Text excerpt:
☆ ☆ ☆ ☆ ☆
While barley’s main uses come in commercial livestock food and fermenting in beverages, like beer, barley can have a great use in your kitchen as well. You often find “pearled barely” in the bulk bins which is hulled barely that has had the bran removed however you will occasionally see hulless barely which takes longer to cook (but it also less processed.) Furthermore, you can also find barley flakes, similar to oatmeal shape, which makes a great hot breakfast in the morning!
I love the unique slightly nutty taste of barley that works well holding up in a salad or soup. Cooking instructions for all the types of barley can be found here. Beyond the great taste, Barley also has numerous has numerous health benefits!
My Recipes for Barley:
Recipes from around the web:
- Beet and Barley Salad from The Yellow House
- Pearl Barley and Feta Oven Pie from Cook Republic
- Pearl Barley Risotto with Wild Garlic and Nut from The Kitchen Finesse
- Barley Pilaf with Mushrooms, Spinach, and Red Peppers
- Roasted Beets and Squash Goat Cheese Barley from Running to the Kitchen
- Goat Cheese and Spinach Barley Risotto from Shop, Cook, Make
- Baked Pearl Barley Porridge from Scandi Foodie
Bulgur was one of the first bulk bin items I fell in love with. The nutty and chewy texture holds up well as a meat sub in my favorite chili and sloppy joe. Bulgur is simply broken down wheat berries that have part of the bran removed and are precooked which is what distinguishes bulgur from cracked wheat. Bulgur also comes in different grinds and more often than not, the bulgur you find in your bulk-bin is fine-ground.
Bulgur can be cooked ahead of time and either frozen or refrigerated until ready to use. It makes a great addition to soups, casseroles, pilafs, and even veggie burgers! Because bulgur comes from pre-cooked wheat berries, cooking time is drastically reduced. Cooking instructions and more information about different grinds can be found here.
☆ ☆ ☆ ☆ ☆
Excerpted data:
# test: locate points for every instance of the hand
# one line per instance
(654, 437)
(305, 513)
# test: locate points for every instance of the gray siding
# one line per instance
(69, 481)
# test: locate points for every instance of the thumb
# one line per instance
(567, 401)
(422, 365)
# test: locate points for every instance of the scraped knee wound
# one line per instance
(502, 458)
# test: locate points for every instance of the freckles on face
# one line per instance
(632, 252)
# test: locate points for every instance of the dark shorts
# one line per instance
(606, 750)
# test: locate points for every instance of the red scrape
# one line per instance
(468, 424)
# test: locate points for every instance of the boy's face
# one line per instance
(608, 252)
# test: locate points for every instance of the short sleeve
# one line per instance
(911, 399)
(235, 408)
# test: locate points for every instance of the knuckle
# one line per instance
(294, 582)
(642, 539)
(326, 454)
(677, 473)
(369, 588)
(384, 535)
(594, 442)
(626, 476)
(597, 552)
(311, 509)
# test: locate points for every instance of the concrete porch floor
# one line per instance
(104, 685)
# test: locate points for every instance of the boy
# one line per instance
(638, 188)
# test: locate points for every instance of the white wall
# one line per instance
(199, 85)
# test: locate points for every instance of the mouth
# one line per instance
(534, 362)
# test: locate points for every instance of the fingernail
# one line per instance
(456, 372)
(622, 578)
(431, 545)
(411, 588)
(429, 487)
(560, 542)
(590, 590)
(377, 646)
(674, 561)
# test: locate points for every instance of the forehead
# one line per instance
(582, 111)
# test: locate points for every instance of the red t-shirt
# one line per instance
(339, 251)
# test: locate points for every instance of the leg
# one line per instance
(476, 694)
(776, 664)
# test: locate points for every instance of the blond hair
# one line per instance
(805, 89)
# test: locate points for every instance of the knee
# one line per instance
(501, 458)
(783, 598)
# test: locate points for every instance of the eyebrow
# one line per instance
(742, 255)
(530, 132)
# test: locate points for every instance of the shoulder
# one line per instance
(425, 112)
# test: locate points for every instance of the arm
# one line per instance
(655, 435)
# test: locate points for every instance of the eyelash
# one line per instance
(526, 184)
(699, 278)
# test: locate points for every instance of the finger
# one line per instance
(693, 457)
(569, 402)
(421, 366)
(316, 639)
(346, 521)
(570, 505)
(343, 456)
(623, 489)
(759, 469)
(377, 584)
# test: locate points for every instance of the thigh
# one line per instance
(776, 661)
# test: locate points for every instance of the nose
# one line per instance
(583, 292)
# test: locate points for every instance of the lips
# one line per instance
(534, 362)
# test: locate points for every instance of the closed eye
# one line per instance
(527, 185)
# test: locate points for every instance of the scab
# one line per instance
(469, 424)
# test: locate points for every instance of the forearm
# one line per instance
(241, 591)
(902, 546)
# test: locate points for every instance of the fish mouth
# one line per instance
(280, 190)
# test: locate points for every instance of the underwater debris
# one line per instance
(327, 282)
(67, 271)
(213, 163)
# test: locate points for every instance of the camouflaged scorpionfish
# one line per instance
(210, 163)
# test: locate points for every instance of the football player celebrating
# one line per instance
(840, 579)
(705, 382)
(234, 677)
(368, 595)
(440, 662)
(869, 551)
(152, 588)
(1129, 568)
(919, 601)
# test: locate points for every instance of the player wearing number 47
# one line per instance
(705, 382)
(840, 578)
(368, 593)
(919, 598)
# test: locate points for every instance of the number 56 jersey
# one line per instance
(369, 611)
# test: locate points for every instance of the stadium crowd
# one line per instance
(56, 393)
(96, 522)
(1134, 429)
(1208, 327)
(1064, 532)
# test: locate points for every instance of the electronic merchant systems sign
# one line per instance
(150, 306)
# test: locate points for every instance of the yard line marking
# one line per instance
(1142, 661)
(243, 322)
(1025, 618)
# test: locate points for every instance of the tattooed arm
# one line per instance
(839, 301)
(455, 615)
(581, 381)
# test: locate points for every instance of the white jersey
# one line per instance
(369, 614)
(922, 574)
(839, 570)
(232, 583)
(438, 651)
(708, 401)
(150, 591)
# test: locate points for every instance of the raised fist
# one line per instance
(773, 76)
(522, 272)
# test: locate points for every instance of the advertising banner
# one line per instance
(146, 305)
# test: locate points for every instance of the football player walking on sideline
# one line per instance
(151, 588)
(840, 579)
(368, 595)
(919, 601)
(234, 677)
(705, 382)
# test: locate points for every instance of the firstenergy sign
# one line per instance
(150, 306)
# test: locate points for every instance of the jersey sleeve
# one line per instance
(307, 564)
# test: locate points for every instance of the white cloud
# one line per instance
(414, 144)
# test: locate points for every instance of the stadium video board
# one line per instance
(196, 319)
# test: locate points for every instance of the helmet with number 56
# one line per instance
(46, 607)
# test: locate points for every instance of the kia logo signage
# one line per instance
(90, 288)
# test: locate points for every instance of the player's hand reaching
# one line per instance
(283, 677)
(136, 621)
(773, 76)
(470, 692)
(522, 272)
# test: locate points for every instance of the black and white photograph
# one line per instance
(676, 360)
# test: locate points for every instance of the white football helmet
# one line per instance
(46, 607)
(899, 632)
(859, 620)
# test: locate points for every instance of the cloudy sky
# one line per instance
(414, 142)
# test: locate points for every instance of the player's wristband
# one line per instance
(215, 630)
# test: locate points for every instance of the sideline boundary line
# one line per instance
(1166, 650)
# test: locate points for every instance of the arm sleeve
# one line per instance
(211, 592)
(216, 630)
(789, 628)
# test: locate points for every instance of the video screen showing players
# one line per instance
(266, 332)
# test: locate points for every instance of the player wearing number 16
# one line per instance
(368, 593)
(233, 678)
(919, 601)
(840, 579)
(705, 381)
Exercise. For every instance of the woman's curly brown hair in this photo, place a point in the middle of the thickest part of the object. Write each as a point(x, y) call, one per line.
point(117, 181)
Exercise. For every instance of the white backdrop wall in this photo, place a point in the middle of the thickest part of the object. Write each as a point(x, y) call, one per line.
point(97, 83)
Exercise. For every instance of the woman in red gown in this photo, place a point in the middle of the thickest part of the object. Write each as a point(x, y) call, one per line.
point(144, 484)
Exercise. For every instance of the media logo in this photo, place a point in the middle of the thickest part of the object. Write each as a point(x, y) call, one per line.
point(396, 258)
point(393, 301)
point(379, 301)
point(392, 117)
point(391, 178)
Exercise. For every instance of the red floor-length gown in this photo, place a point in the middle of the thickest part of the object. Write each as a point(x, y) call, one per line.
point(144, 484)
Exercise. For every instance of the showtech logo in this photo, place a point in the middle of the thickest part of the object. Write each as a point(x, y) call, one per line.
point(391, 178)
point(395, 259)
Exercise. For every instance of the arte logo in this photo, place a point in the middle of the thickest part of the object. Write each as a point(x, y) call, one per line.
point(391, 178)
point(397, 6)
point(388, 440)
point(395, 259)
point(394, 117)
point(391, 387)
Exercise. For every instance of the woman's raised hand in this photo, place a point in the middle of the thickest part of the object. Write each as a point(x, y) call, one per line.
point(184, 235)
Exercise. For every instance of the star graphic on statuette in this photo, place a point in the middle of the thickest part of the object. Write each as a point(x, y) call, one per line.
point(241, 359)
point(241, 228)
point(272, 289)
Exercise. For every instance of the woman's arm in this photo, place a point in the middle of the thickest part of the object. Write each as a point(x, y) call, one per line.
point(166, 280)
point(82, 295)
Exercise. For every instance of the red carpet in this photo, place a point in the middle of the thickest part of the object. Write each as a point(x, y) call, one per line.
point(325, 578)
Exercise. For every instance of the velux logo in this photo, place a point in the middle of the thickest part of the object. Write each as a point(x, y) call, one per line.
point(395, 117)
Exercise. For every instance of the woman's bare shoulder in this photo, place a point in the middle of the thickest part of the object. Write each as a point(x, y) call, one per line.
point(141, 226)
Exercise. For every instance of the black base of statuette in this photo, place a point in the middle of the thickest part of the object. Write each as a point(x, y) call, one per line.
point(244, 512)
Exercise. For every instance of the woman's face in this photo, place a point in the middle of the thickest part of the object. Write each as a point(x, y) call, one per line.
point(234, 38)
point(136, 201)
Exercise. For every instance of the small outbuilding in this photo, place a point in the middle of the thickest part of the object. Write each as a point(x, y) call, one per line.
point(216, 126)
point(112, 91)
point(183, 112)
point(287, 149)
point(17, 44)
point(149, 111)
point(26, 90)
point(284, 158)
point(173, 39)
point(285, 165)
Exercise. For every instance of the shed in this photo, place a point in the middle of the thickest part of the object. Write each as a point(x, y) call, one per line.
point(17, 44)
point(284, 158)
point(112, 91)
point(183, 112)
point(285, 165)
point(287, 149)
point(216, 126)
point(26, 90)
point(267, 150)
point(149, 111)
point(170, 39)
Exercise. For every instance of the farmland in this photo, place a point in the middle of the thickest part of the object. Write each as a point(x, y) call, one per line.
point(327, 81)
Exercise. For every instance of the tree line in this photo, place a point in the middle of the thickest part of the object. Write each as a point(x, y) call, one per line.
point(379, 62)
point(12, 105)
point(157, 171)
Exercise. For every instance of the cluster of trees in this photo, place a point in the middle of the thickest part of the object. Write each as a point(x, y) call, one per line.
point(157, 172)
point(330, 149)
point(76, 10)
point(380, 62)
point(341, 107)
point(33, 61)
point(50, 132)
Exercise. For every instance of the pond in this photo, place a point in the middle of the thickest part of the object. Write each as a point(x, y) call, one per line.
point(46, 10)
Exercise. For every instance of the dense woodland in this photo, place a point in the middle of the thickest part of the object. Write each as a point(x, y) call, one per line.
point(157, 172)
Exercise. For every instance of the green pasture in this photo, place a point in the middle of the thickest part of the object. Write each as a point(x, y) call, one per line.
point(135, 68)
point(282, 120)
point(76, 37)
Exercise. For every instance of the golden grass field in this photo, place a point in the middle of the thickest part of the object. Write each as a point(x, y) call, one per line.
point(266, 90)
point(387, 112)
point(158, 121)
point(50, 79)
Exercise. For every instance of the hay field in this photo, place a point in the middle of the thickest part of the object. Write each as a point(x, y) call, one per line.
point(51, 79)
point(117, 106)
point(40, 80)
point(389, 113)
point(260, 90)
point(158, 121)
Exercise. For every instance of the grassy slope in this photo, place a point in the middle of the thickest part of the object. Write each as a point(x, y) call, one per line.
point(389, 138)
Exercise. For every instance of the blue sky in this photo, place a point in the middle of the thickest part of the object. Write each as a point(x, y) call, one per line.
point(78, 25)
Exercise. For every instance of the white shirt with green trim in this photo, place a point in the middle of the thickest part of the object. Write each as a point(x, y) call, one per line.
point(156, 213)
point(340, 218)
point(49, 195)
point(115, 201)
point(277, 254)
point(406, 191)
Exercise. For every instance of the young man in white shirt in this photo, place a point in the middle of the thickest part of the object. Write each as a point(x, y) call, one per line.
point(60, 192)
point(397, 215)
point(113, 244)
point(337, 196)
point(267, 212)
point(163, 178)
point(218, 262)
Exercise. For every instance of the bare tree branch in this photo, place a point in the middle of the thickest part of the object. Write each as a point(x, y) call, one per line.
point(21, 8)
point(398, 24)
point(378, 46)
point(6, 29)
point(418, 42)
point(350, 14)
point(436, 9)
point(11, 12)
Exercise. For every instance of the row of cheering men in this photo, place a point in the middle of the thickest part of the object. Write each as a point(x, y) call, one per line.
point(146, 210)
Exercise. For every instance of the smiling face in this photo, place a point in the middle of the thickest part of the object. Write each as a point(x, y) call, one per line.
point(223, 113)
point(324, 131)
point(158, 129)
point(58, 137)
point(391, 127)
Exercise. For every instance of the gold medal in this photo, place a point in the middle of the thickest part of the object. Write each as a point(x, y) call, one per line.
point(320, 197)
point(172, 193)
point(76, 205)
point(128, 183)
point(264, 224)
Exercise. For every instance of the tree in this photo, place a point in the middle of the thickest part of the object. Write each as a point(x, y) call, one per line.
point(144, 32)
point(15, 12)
☆ ☆ ☆ ☆ ☆
Write the next part of the text on barley and bulgur from the bulk bins, beginning after its last sentence. The records are not needed for anything here.

In response:
My Recipes for Bulgur:
Farro can be a slightly confusing grain as the name has been used to refer to a few different grains, all wheat based. There is Farro (which is the smallest), Emmer (medium), and Spelt (largest.) More often than not the bulk bins carry Emmer. Spelt is often labeled as such and I tend to not substitute spelt for farro as I feel the taste and texture is a bit different. Like other wheat based grains, Farro has a lovely nutty and chewy texture.
Cooking farro is simple and does not take too long. I’ve recently fallen in love with using farro in place of arborio rice in risottos. Farro makes a great addition to soups and can even be made in to a breakfast porridge.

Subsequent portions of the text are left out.